**Texto:**
————————
No último dia 14 de junho, enquanto nossos olhos estavam, naturalmente, voltados para a Greve Geral e para as manifestações em todo Brasil contra a reforma da previdência e os cortes na educação, noutra parte do mundo, na Suíça, outra greve se desenrolava: uma greve de mulheres. Diversas cidades se encheram com a maré roxa de centenas de milhares de mulheres protestando contra a desigualdade de gênero que engendram a desigualdade salarial, a falta de direitos plenos, a invisibilidade do trabalho reprodutivo e a violência sexual.
Apesar de ser um dos países mais ricos do mundo e com uma qualidade de vida altíssima, principalmente se considerado os nossos padrões, o manifesto das mulheres suíças relata que a igualdade de gênero avança com grande dificuldade no país e em ritmo bastante lento. Embora a igualdade tenha sido consagrada na Constituição desde 1981, na realidade cotidiana das mulheres as coisas são diferentes.[1]
A despeito da imagem de eficiência e progresso, a Suíça apresenta um enorme atraso e descompasso em relação aos outros países europeus no tocante aos direitos das mulheres. O direito ao voto somente foi conquistado em 1971 e, até 1985, as mulheres suíças conviviam com a absurda necessidade de autorização dos maridos para trabalhar fora ou abrir uma conta em banco. A diferença salarial também explicita essa desigualdade beirando os 20% em média, mas podendo ser bem maior no caso dos postos mais bem remunerados.[2] A disparidade também se verifica em outros aspectos: em 2019 apenas 28,9% dos representantes políticos são mulheres e somente 36% dirigem uma empresa.
————————
**Material fornecido:**
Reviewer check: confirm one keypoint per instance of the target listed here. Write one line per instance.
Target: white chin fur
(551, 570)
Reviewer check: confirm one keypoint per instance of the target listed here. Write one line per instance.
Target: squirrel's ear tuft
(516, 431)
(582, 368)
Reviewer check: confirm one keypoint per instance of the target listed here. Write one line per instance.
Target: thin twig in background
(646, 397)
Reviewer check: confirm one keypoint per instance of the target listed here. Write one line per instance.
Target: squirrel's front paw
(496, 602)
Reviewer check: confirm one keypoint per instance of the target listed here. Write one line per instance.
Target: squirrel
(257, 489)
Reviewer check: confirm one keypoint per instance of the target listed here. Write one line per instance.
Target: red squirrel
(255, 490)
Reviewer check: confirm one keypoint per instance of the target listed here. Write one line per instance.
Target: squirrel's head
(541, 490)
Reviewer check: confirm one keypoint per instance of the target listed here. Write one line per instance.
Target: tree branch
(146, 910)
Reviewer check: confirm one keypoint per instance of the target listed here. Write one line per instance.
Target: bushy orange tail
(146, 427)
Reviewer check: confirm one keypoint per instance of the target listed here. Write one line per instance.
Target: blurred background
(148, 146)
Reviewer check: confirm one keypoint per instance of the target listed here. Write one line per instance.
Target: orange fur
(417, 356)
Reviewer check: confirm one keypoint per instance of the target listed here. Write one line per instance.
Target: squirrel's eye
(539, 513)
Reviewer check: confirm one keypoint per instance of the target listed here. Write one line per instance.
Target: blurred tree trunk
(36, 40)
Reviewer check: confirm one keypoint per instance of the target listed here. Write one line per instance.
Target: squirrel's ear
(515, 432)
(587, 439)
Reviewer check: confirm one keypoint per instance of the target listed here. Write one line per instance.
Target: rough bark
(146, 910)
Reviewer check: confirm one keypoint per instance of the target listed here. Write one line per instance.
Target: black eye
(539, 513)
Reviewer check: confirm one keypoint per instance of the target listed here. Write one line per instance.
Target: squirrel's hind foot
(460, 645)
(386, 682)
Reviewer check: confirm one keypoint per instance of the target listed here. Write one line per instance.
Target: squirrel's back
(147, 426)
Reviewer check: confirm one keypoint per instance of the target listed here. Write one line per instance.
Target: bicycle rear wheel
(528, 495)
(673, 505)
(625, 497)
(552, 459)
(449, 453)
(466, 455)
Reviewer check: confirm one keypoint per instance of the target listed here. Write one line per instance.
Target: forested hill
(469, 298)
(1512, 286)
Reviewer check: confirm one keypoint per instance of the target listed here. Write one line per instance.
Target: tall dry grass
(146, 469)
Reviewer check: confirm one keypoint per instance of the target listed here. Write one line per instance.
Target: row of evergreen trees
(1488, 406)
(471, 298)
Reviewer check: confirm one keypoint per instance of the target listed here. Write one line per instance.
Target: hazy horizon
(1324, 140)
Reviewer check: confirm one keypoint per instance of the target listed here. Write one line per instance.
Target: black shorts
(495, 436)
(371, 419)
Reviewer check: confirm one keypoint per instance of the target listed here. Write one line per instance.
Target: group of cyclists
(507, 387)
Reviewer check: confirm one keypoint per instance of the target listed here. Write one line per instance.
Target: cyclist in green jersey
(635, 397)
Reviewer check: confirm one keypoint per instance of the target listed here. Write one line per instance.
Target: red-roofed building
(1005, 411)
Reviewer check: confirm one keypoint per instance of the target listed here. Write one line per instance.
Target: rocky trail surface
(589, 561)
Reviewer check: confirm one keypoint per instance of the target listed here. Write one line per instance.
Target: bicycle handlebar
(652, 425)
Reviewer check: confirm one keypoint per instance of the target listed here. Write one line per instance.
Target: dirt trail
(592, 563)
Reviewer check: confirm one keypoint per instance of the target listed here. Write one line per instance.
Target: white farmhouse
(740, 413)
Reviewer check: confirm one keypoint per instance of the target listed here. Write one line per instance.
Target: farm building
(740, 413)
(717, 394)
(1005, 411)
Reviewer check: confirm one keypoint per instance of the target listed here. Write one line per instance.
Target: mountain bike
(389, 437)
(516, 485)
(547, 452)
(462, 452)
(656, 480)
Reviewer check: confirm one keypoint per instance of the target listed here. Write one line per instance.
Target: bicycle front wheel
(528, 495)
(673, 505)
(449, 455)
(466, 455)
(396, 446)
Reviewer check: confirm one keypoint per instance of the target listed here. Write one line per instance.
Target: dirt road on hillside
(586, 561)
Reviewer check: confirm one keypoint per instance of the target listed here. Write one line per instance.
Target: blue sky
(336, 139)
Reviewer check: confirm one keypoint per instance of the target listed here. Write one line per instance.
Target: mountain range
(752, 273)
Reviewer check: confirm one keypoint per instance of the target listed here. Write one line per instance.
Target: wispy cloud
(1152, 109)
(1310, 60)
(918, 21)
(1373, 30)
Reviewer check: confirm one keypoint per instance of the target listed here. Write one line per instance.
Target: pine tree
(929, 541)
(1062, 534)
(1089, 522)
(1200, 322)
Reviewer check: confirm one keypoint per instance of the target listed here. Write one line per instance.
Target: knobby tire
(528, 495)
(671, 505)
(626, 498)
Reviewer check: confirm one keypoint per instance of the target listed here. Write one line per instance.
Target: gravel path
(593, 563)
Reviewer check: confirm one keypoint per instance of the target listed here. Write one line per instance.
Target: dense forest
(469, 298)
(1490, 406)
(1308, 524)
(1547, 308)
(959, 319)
————————
**Tarefa a cumprir:** Segundo o texto sobre a greve das mulheres na Suíça, em que ano as mulheres suíças conquistaram o direito ao voto? Responda, por favor, com o ano.

**Resposta da tarefa:** 1971